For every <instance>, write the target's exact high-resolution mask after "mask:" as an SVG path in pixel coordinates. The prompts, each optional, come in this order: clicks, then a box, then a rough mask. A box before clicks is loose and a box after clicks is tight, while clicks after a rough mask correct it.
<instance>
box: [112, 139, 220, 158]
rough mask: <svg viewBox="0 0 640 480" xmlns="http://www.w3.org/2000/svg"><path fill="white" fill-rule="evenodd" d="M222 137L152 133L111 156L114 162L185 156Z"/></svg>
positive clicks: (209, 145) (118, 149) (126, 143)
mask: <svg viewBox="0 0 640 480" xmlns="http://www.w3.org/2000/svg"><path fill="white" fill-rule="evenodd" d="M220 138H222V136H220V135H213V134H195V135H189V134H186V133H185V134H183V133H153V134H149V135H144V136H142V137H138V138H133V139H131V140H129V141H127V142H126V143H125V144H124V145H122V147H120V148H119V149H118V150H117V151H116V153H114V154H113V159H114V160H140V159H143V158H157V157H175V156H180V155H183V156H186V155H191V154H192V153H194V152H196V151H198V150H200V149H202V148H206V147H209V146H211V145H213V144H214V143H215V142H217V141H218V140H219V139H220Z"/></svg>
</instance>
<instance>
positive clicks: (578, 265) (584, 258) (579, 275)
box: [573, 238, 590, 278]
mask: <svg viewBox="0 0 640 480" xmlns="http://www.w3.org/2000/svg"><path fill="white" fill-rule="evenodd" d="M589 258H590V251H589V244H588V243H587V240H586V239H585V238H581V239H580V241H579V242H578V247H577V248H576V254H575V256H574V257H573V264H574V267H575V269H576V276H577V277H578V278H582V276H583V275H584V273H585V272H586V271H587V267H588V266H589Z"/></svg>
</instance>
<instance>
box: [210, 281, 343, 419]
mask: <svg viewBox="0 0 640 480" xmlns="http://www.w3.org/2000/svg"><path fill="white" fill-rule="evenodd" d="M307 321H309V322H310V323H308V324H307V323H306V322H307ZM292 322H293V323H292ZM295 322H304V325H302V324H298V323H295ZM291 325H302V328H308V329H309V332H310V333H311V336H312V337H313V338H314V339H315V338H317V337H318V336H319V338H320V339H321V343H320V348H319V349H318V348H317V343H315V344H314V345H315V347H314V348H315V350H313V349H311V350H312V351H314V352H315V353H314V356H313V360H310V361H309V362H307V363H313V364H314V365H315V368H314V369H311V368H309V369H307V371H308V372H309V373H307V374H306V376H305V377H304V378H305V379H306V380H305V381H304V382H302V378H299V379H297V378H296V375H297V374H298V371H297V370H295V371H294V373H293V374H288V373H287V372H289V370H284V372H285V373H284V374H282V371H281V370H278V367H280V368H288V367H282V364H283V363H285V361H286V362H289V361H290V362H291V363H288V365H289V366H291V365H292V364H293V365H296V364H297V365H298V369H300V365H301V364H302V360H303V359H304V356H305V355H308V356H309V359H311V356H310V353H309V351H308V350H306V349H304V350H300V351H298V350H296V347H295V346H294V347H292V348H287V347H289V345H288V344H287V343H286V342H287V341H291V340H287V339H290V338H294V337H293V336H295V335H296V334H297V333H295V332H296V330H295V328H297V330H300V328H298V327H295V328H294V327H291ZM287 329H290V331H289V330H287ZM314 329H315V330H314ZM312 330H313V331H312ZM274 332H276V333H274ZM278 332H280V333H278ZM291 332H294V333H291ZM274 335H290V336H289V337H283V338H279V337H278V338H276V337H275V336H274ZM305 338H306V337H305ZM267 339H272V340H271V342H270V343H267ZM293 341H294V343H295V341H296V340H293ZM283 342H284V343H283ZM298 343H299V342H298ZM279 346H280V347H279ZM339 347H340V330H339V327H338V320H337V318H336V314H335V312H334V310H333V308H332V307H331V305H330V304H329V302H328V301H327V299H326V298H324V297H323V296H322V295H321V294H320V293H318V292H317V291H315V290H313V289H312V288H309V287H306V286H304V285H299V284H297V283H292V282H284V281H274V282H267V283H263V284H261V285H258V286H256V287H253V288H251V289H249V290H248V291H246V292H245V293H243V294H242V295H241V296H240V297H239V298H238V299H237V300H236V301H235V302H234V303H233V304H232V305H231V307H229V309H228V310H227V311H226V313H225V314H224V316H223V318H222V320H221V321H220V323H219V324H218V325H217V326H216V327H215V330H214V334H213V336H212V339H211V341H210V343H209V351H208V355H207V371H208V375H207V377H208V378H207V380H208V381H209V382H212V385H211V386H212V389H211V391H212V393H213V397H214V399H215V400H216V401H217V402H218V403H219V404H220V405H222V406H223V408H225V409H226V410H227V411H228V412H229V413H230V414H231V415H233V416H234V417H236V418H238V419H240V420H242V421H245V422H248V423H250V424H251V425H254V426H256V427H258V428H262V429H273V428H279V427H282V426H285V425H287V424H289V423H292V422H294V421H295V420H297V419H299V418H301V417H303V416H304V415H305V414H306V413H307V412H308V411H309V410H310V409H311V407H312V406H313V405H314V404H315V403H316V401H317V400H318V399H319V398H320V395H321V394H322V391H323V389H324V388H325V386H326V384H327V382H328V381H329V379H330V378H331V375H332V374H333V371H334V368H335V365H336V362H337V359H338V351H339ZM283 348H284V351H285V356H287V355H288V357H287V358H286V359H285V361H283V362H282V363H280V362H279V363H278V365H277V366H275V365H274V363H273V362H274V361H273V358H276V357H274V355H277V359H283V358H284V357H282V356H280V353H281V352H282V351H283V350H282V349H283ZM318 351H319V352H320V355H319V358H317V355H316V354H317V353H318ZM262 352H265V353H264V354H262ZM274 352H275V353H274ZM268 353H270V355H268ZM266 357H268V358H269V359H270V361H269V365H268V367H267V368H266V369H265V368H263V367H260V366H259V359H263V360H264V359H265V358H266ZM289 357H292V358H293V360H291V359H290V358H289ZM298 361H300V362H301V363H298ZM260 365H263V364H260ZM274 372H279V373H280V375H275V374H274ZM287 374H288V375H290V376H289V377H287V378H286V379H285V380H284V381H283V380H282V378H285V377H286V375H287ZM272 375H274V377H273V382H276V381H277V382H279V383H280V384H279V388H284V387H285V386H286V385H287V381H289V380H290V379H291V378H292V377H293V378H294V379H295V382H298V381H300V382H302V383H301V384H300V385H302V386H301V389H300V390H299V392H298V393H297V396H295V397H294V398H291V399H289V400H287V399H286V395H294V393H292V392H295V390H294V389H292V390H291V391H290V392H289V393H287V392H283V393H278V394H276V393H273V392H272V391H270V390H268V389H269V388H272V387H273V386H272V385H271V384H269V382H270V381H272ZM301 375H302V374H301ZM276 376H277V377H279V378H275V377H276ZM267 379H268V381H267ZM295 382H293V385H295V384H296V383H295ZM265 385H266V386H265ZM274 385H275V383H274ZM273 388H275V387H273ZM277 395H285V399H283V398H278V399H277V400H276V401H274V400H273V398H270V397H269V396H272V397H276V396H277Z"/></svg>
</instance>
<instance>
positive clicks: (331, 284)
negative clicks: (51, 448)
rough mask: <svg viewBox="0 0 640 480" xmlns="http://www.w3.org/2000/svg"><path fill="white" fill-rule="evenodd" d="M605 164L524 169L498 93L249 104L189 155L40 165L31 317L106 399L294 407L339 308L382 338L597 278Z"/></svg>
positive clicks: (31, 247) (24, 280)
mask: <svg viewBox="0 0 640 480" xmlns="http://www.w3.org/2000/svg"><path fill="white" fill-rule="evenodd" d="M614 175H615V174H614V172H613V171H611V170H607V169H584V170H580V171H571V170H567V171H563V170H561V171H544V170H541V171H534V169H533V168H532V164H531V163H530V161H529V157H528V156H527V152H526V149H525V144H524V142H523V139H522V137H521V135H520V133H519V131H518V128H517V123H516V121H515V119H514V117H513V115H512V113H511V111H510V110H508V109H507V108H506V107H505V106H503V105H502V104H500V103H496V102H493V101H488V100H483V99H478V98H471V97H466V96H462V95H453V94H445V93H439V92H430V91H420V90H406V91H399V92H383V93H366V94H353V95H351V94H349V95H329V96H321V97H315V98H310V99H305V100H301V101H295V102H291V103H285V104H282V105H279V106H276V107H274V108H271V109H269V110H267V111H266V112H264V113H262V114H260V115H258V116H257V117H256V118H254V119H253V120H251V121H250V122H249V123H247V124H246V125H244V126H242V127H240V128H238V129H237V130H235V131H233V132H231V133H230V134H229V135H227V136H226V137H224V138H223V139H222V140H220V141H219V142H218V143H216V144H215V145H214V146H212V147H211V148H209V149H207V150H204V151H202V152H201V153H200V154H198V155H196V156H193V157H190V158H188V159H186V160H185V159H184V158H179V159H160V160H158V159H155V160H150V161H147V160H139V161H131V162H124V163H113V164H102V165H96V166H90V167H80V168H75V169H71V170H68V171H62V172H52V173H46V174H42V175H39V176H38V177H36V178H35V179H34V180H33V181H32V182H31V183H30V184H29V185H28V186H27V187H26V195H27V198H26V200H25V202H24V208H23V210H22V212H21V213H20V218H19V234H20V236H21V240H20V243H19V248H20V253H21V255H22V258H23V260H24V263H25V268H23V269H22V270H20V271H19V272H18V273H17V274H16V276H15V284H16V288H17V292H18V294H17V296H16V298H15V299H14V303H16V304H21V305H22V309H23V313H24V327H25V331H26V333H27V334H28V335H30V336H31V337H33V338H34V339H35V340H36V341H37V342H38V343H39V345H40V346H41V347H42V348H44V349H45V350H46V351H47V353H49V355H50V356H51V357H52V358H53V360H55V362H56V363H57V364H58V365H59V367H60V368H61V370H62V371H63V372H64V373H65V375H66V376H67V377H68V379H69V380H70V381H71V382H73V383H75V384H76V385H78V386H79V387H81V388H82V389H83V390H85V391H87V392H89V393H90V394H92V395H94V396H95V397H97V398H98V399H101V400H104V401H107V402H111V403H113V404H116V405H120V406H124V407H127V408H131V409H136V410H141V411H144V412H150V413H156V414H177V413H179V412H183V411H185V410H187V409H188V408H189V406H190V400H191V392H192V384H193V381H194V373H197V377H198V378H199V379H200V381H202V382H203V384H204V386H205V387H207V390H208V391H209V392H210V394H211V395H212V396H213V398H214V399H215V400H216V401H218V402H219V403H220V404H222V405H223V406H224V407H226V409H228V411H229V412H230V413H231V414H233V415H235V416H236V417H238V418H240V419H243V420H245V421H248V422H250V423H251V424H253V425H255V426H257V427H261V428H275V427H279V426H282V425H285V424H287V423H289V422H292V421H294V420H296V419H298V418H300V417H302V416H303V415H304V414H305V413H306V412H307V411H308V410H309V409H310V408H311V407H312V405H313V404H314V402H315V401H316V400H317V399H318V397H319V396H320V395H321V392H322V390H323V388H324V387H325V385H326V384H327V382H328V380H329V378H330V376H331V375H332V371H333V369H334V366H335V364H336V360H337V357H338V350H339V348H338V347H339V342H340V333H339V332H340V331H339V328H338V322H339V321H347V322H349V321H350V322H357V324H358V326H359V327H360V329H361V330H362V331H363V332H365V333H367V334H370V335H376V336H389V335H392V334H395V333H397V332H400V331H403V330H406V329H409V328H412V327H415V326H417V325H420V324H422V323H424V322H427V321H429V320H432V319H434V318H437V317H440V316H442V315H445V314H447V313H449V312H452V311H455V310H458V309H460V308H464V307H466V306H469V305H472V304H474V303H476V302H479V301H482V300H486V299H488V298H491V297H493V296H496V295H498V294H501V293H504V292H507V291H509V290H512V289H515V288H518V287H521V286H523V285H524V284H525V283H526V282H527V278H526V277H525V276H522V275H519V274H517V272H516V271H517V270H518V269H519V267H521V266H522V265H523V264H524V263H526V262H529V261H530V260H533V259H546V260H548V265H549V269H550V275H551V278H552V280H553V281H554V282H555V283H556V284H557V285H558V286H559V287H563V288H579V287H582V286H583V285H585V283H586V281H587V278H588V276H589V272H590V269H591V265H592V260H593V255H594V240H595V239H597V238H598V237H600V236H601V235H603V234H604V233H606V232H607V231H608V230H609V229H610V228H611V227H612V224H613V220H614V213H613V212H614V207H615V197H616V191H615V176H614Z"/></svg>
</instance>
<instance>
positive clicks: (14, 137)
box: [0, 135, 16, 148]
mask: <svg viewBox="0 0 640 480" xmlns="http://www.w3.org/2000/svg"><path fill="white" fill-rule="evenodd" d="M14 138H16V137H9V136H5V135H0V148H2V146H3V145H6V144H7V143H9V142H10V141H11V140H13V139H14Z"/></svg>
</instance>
________________
- **TASK DESCRIPTION**:
Replace "rough mask" with "coarse mask" in the listing, everything from its start down to the line that contains "137L152 133L111 156L114", and give back only those lines with nothing else changed.

- **ANSWER FOR THIS EXERCISE**:
For every <instance>, write the target's exact high-resolution mask after "mask:" as an SVG path in pixel coordinates. The prompts, each optional, come in this order: clicks, then a box, then a coarse mask. A box before clicks is loose and a box after clicks is tight, while clicks after a coarse mask correct it.
<instance>
box: [112, 139, 220, 158]
coarse mask: <svg viewBox="0 0 640 480" xmlns="http://www.w3.org/2000/svg"><path fill="white" fill-rule="evenodd" d="M222 137L152 133L111 156L114 162L185 156Z"/></svg>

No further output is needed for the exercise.